• _Text for analysis_:

····················

1 Griseofulvin生合成研究における^2H nmrの利用

抄録

Recent development of the proton-decoupled pulsed Fourier transform nmr method have opened the way to employ ^2H nmr to various types of chemical and biological problems. In the elucidation of the biosynthetic pathways of griseofulvin (1) by Penicillium urticae, we demonstrate that ^2H nmr is very powerful nondestructive method to study biosynthetic pathways involving hydrogen. Earlier studies from our laboratories have demonstrated the incorporation of [2-^3H, 2-^<14>C]acetate using the shaking culture of P. urticae. In order to investigate the behavior of hydrogens in detail, sodium [2-^2H_3]acetate was added to the seven-days-old mycelia of the microorganism in the synthetic medium, giving ^2H-enriched griseofulvin for ^2H nmr analysis. In order to perform unambiguous assignment of ^2H signals, a series of selectively deuterated griseofulvin samples were prepared. Figure 1 shows ^2H nmr spectra of deuterated griseofulvin samples, indicating the incorporation of deuterium atoms at 5, 3', 5'α, 6'-methyl, and methoxyls. Those assignments were confirmed from measurements of T_1s and comparison of the peak intensities with those of proton-coupled spectra. The extent of deuterium incorporation was unequivocally obtained from the measurement of peak areas. In addition, seven-days-old mycelia of P. urticae were fermented in the media containing 50% D_2O and cold sodium acetate. ^2H nmr studies show that the deuterium atoms from D_2O were incorporated in the positions anticipated from the results of [2-^2H_3]acetate tracer experiment (Figure 2). As an another application of ^2H nmr, we have investigated the microbial transformation of dehydrogriseofulvin (3) by Streptomyces cinereocrocatus, proving the stereochemistry of the reduction of 3 to griseofulvin and the hydroxylation of the latter to 5'α-hydroxygriseofulvin (4) (Figure 3 and Scheme 1).

····················

• _Information provided_:
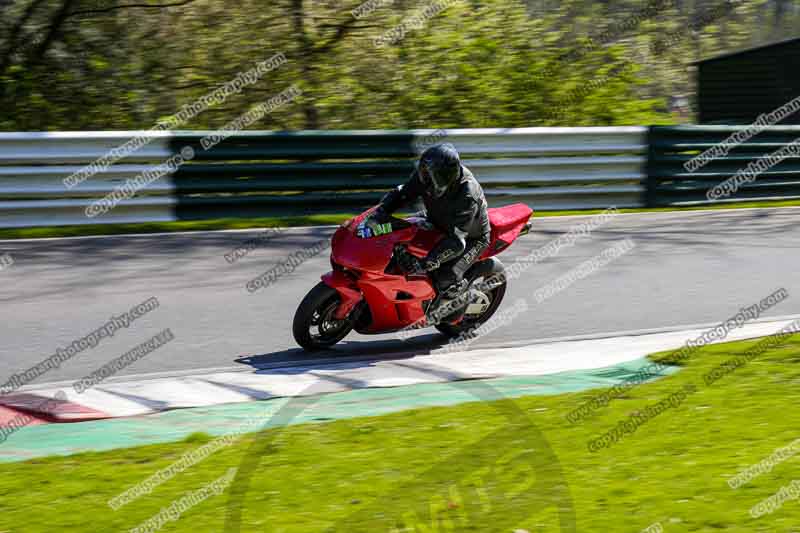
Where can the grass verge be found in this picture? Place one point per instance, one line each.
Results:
(480, 466)
(309, 220)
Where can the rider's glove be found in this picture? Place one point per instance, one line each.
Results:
(380, 215)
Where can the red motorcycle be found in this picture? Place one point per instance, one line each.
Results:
(368, 289)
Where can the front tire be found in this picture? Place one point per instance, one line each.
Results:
(314, 327)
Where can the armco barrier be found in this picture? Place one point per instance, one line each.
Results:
(669, 183)
(252, 174)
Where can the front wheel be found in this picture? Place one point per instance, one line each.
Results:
(485, 302)
(314, 326)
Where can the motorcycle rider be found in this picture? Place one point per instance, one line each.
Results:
(455, 205)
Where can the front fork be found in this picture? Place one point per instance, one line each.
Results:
(347, 289)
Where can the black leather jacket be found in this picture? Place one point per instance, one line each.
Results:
(461, 214)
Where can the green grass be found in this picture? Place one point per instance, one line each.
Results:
(483, 466)
(308, 220)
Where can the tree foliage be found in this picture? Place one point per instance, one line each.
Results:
(125, 64)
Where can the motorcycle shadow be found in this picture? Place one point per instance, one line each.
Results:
(347, 351)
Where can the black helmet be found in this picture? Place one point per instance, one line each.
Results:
(439, 167)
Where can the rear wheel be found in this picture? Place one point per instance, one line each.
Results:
(484, 303)
(314, 326)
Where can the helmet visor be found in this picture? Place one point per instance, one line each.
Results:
(436, 185)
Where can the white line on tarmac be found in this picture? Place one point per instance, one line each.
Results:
(302, 362)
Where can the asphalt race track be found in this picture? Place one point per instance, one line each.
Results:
(687, 268)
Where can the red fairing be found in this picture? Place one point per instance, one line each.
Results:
(507, 223)
(395, 299)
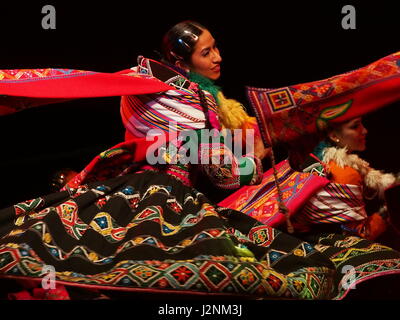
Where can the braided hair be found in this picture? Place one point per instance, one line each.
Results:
(179, 42)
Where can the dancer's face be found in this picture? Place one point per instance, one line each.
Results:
(351, 134)
(206, 59)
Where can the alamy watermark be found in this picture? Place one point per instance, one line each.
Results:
(349, 279)
(205, 146)
(349, 20)
(49, 277)
(49, 20)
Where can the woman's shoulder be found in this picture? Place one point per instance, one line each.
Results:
(165, 72)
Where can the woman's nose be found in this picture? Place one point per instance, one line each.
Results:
(217, 57)
(364, 131)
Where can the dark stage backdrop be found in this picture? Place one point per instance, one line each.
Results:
(263, 44)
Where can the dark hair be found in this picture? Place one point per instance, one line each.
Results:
(178, 43)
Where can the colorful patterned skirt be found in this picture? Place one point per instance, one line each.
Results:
(356, 260)
(147, 232)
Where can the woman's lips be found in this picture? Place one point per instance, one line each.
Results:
(217, 68)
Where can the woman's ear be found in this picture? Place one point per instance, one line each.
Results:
(333, 136)
(181, 64)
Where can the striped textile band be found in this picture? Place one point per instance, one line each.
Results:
(170, 111)
(335, 203)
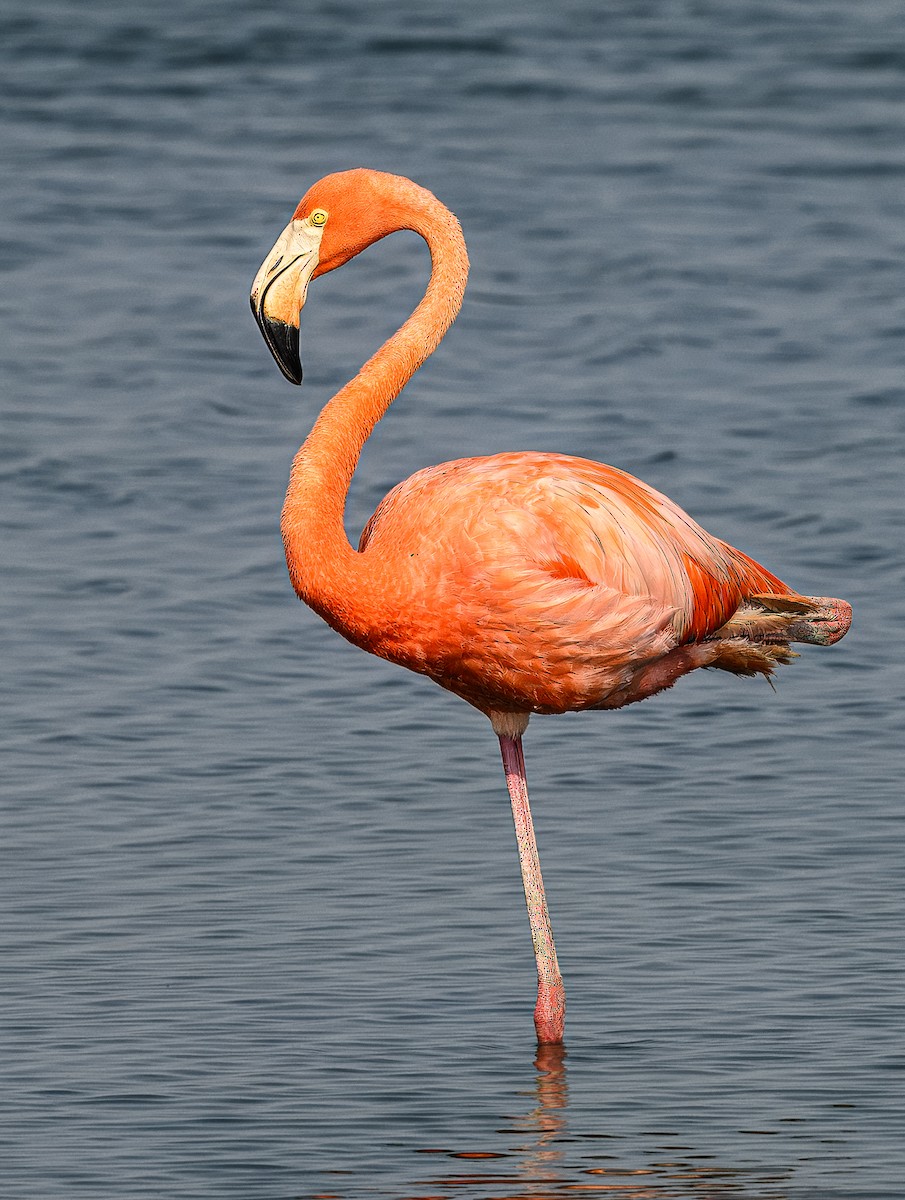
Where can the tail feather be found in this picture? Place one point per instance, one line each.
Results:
(820, 621)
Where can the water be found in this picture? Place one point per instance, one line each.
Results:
(261, 929)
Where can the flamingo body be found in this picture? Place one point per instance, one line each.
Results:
(522, 582)
(543, 583)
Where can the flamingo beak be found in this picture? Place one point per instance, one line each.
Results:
(279, 293)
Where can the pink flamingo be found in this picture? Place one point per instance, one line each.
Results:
(521, 582)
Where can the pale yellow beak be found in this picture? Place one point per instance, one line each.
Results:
(279, 292)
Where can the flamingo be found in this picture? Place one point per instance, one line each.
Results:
(521, 582)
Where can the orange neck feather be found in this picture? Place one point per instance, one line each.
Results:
(325, 571)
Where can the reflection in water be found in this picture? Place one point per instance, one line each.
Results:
(556, 1163)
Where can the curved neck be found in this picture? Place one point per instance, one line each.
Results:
(323, 565)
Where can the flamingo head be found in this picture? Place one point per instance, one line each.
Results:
(335, 220)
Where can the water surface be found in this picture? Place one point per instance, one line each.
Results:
(262, 931)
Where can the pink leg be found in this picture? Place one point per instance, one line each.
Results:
(550, 1009)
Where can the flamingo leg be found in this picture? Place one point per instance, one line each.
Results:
(550, 1009)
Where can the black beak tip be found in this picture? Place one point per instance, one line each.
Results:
(283, 343)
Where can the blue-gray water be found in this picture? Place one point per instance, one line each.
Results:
(261, 930)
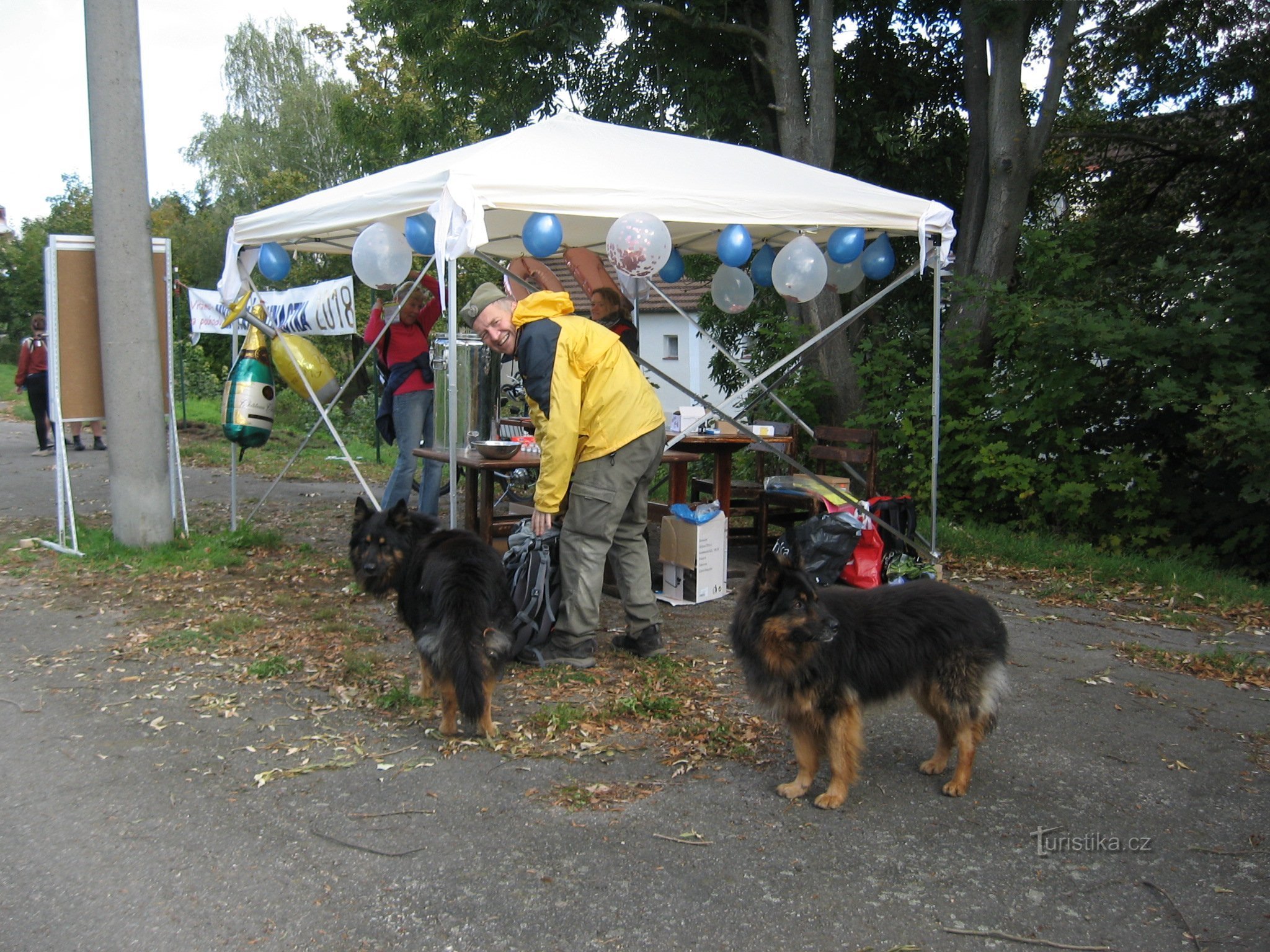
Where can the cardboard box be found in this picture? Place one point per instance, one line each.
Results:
(687, 419)
(779, 430)
(694, 560)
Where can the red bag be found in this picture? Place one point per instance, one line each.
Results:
(864, 570)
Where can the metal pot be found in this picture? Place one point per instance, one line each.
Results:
(477, 369)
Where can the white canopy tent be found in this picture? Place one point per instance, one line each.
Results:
(588, 174)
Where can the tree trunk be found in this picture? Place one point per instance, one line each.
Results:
(807, 122)
(1005, 149)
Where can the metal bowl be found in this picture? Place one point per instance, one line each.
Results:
(495, 448)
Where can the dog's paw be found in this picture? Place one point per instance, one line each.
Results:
(793, 790)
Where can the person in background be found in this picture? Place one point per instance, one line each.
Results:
(610, 309)
(33, 377)
(407, 408)
(601, 431)
(78, 428)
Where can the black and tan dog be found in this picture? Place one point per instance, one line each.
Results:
(815, 656)
(453, 596)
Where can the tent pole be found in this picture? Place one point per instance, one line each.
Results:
(517, 278)
(447, 272)
(935, 408)
(769, 391)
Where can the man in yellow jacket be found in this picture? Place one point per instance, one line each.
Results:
(601, 431)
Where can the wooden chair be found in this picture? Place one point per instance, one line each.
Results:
(833, 444)
(745, 493)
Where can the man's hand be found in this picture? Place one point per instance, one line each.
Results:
(541, 522)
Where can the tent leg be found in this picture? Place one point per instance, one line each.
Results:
(935, 410)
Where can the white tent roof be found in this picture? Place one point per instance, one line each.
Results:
(588, 174)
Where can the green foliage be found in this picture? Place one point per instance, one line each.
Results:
(189, 553)
(1122, 408)
(278, 140)
(399, 697)
(275, 667)
(22, 259)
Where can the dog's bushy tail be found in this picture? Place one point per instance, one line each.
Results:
(479, 654)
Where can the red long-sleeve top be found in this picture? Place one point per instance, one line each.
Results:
(407, 340)
(33, 358)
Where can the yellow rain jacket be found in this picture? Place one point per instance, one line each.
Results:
(587, 397)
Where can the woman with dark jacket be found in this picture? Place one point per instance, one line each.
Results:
(408, 395)
(33, 376)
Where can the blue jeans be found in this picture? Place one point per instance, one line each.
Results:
(412, 416)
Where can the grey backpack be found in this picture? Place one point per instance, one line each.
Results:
(533, 565)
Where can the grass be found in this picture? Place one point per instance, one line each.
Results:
(276, 667)
(1217, 664)
(203, 444)
(646, 703)
(559, 719)
(221, 550)
(1080, 571)
(399, 697)
(187, 639)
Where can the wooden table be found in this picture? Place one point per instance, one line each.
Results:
(723, 446)
(479, 472)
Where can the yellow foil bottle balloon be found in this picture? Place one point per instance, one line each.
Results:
(309, 364)
(247, 412)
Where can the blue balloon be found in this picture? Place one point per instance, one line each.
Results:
(761, 268)
(734, 245)
(420, 234)
(541, 234)
(846, 244)
(275, 262)
(673, 268)
(878, 260)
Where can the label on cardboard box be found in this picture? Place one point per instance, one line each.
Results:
(694, 560)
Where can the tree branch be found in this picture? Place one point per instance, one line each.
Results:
(1060, 56)
(722, 25)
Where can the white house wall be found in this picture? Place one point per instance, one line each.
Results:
(691, 368)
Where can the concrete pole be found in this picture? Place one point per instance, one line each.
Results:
(131, 366)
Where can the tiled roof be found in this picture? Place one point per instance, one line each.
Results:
(685, 294)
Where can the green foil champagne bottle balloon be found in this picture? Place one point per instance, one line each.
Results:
(247, 413)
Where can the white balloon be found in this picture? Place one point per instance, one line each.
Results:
(843, 278)
(639, 244)
(732, 289)
(799, 271)
(381, 257)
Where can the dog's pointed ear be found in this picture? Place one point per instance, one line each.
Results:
(769, 571)
(796, 553)
(399, 516)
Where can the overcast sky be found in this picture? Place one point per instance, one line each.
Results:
(43, 104)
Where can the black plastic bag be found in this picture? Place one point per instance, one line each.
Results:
(825, 544)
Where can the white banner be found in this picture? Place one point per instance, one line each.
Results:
(318, 309)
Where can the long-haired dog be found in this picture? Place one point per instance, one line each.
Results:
(451, 593)
(815, 656)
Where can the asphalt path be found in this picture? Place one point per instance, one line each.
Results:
(1114, 808)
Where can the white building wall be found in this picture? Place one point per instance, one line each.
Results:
(690, 367)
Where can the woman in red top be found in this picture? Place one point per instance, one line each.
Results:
(33, 375)
(406, 352)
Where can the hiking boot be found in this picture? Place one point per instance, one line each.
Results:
(549, 654)
(646, 643)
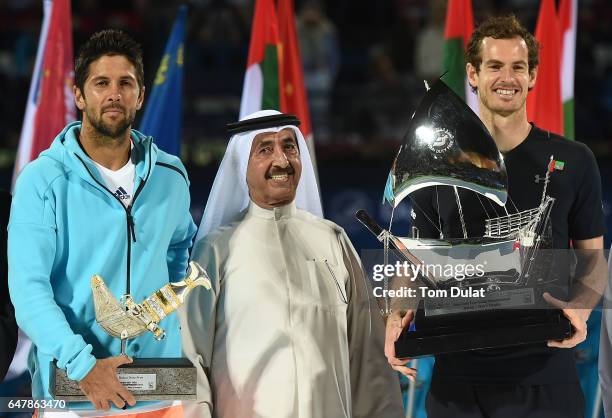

····················

• _Questions to answer_:
• a. List every position in griseofulvin where the griseofulvin abstract reports deuterium incorporation.
• b. According to the griseofulvin abstract, which microorganism carried out the transformation of dehydrogriseofulvin?
• c. Please recast the griseofulvin abstract's paragraph beginning "Recent development of the proton-decoupled" as a short list that keeps its main facts.
The items have no connection to the griseofulvin abstract.

• _Answers to the problems_:
• a.
- 5
- 3'
- 5'α
- 6'-methyl
- methoxyls

• b. Streptomyces cinereocrocatus.

• c.
- Proton-decoupled pulsed Fourier transform nmr has opened ^2H nmr to many kinds of chemical and biological problems.
- In work on griseofulvin (1) biosynthesis by Penicillium urticae, ^2H nmr proved a very powerful nondestructive method for studying pathways involving hydrogen.
- Earlier work had shown incorporation of [2-^3H, 2-^<14>C]acetate in shaking cultures of P. urticae.
- Sodium [2-^2H_3]acetate added to seven-days-old mycelia in synthetic medium yielded ^2H-enriched griseofulvin.
- Selectively deuterated griseofulvin samples allowed unambiguous signal assignment. Deuterium was found at 5, 3', 5'α, 6'-methyl, and methoxyls (Figure 1). T_1 measurements and comparison with proton-coupled spectra confirmed these assignments.
- Peak areas gave the extent of deuterium incorporation.
- Fermentation of the mycelia in media with 50% D_2O and cold sodium acetate placed deuterium from D_2O at the positions expected from the [2-^2H_3]acetate experiment (Figure 2).
- ^2H nmr was also applied to the microbial transformation of dehydrogriseofulvin (3) by Streptomyces cinereocrocatus. This proved the stereochemistry of the reduction of 3 to griseofulvin and of the hydroxylation of griseofulvin to 5'α-hydroxygriseofulvin (4) (Figure 3, Scheme 1).